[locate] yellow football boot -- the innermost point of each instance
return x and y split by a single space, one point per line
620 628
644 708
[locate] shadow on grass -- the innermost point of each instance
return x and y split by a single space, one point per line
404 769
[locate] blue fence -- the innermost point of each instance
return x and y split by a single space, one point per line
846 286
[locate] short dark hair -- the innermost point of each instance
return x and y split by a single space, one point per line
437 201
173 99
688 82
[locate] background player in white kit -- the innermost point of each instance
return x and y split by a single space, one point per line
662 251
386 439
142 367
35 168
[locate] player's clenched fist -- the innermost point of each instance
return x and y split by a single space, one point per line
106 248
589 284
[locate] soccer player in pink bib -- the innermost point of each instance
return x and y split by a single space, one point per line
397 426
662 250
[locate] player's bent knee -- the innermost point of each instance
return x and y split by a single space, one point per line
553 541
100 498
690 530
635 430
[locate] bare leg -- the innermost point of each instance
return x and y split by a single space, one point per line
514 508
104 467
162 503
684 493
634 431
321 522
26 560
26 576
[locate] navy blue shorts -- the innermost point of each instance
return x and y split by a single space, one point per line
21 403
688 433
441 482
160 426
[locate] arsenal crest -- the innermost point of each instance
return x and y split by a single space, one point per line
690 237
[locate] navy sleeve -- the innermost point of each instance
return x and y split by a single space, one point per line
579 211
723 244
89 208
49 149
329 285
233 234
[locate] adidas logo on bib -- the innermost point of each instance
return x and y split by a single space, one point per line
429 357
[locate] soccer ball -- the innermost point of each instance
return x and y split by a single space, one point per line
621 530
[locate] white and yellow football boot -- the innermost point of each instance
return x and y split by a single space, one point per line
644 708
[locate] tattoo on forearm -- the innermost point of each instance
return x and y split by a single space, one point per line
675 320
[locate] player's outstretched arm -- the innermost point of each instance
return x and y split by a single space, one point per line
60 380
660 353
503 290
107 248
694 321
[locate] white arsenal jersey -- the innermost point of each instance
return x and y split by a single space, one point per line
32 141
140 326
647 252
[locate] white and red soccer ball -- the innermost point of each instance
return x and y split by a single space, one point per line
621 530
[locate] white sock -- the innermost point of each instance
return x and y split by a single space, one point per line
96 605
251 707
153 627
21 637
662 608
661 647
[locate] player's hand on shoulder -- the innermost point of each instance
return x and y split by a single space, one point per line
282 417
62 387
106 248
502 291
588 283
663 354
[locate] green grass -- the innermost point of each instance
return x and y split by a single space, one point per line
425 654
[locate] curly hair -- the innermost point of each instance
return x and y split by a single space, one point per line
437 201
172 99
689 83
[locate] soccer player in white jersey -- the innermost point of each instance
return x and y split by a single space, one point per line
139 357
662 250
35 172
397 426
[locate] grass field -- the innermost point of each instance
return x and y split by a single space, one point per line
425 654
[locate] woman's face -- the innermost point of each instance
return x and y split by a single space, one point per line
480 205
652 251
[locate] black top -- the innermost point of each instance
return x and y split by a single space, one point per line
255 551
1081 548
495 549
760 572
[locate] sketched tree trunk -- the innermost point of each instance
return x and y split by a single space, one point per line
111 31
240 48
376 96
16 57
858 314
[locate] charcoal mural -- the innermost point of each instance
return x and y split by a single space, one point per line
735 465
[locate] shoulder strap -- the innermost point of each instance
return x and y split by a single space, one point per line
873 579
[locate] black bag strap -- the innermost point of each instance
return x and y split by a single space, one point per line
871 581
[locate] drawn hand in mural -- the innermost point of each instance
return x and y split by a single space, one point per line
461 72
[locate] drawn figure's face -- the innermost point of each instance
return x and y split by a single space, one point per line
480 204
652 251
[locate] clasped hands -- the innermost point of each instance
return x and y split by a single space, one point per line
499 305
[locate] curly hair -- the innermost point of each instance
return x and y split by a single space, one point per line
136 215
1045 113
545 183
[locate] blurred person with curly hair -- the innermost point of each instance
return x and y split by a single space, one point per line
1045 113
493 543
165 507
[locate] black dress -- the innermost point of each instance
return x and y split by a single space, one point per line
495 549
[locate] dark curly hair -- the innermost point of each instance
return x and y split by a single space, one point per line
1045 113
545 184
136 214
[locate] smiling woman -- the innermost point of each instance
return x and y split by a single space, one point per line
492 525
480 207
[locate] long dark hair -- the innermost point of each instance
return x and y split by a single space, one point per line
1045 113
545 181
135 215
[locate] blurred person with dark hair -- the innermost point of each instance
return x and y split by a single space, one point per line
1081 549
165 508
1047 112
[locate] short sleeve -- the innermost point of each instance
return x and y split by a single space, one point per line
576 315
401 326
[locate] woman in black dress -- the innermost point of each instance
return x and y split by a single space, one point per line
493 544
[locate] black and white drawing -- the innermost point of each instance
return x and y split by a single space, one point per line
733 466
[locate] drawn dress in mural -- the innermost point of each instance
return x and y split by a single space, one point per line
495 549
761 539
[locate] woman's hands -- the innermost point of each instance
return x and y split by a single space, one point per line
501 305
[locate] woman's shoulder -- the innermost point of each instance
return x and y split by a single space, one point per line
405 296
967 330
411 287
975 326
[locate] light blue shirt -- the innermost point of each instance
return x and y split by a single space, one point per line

_TASK DETAILS_
Repeat the data precisely, line by line.

_RESULT OF THIS EXERCISE_
[locate] yellow football boot -- the innermost point of each instance
return x and y split by a single space, one point per line
620 628
644 708
[locate] shadow on grass -- the innermost point of each instance
return x and y split by a single space, one point per line
404 769
[locate] blue fence -- the innermost point of each instance
return x and y split by a single space, one point per line
846 286
[locate] short dark hair -- the innermost point of each instance
return x and y split by a single space, one point per line
437 201
173 99
688 82
[locate] background player in white kit -- the innermost point of each instance
return x and y split by a single space, one point per line
662 251
386 439
142 367
35 168
[locate] player's clenched fist -- the innermost point of each instance
return x and y split by a single space, one point per line
106 248
589 284
[locate] soccer player in pink bib -- the innermost point of each instance
return x and y split by a single space, one point per line
397 426
662 250
[locate] player's bent knee -- the innermost point of each instance
return x and y split by a single space, one point per line
553 541
100 498
690 530
635 430
[locate] bare leg -- the innermost point of each instance
return x and y split by a single space, one point per line
514 508
104 467
162 503
684 493
634 431
321 522
26 560
26 576
[locate] navy blue shorts -- the innermost point of each instance
return x and y split by a single space, one point per line
21 403
688 433
441 482
160 426
[locate] arsenal crest -- the innermost point of each instance
return x and y split by a single space, one point per line
690 237
[locate] navy sleeve -- the innermost point of each instance
return x and y split by a single space, one point per line
579 211
723 244
89 208
49 149
329 285
233 234
[locate] adidas logo on bib -- the innermost point of each instance
return x and y split by a single space, one point per line
429 357
[locate] soccer ball -- the innermost point of each instance
return x and y split by a single space, one point per line
621 530
[locate] white and yellow football boot -- the innermost point of each instance
return x and y split by a single space, one point per line
644 708
[locate] tattoo on forearm -- the innermost point of each instance
return x and y split by a single space, one point per line
675 320
[locate] player's outstretched arm -- the innermost point of each instance
return x and y split by a single space, one point per line
60 380
660 353
503 290
107 248
694 321
[locate] white arsenal jersey -- the innermost point of each instance
return x and y split by a single space, one point per line
32 141
140 326
647 252
[locate] white and red soccer ball -- the innermost point of each instance
return x and y split by a single space, one point per line
621 530
[locate] white sock -- the innermost point of each instance
return x and y split by a single space, one point per line
96 605
251 707
153 627
21 637
662 608
661 647
[locate] player's hand on shoulder -- the innermost point of each instance
return x and y split by a single space, one point per line
282 417
62 387
106 248
502 291
588 283
663 354
[locate] green grass -- the innermost point of each instance
return x and y split by a single space, one point per line
425 654
[locate] curly hair -- the innermost point of each instance
return x and y split by a single space, one point per line
437 201
172 99
689 83
[locate] soccer player in white jersey -- the innermost point of each instance
return x and y split by a single space, one point per line
139 357
662 250
35 172
397 426
[locate] grass field -- the innermost point of each instance
return x and y split by a single space, one point per line
425 654
[locate] woman's face -- the innermost point of each instance
return x and y split by a single space, one point per line
480 205
652 251
[locate] black top -- the innermost point of each instance
return x and y split by a single space, one point per line
255 551
1081 548
495 549
760 572
[locate] sketched tree trunk -- the innermost point of each instance
return x and y split by a single space, one point per line
111 31
240 48
376 96
16 57
858 314
[locate] charcoal mural -- the innermost point of each instance
return x and y split by a single space, one point per line
735 465
[locate] shoulder strap -- the innermost point of each instance
return x and y split by a single space, one point per line
873 579
[locate] black bag strap -- the innermost point of each instance
return x and y split by a single space, one point per line
871 581
[locate] drawn hand in mural -- the innermost point of each instance
return x and y split by a single space, one point per line
461 72
[locate] drawn figure's face -- the innermost point of each instance
return x and y split by a single space, one point per line
480 204
652 251
[locate] clasped hands -- the innermost point of each instance
return x and y split by a single space, one point per line
499 305
[locate] curly hair -- the innermost point of each instance
return x and y split by a single space, one point per line
136 215
1045 113
545 183
[locate] blurred person with curly hair -- the innermost point of each instance
return x and y split by a single space, one point per line
1045 113
493 543
165 507
[locate] black dress -- the innermost point of each instance
return x and y split by a single space, one point per line
495 549
[locate] dark curly hair -- the innermost point of each instance
return x and y split by a single space, one point per line
1045 113
545 184
136 214
[locate] smiling woman -- the innermost point of each instance
return x and y split by a single space, one point per line
492 525
480 207
[locate] long dark hair -- the innermost point of each instance
return x and y split by a single space, one point per line
1045 113
545 181
135 215
[locate] blurred person with dark hair -- the innermost point of each instance
return x and y split by a single space, one point per line
1081 549
165 508
1047 112
[locate] short sleeve -- the innermost point of each instance
return x and y split by a single space, one point per line
576 315
401 326
[locate] woman in black dress -- the innermost point of each instance
return x and y split by a single space, one point per line
493 544
[locate] black and white drawing -- the innermost point of each instance
return x and y split by a single space, one point per line
733 466
[locate] drawn dress in mural -- the innermost point of each instance
return x and y split by a single space, one point per line
495 549
761 539
[locate] woman's hands -- the innermost point of each instance
return x and y split by a single space, one point per line
501 305
[locate] woman's shoulder -- the innermost point of each instance
return x and y split by a single space, one point per line
405 296
967 330
411 287
975 326
[locate] light blue shirt -- the innermost point of each instance
return x and y split by a single space, one point per line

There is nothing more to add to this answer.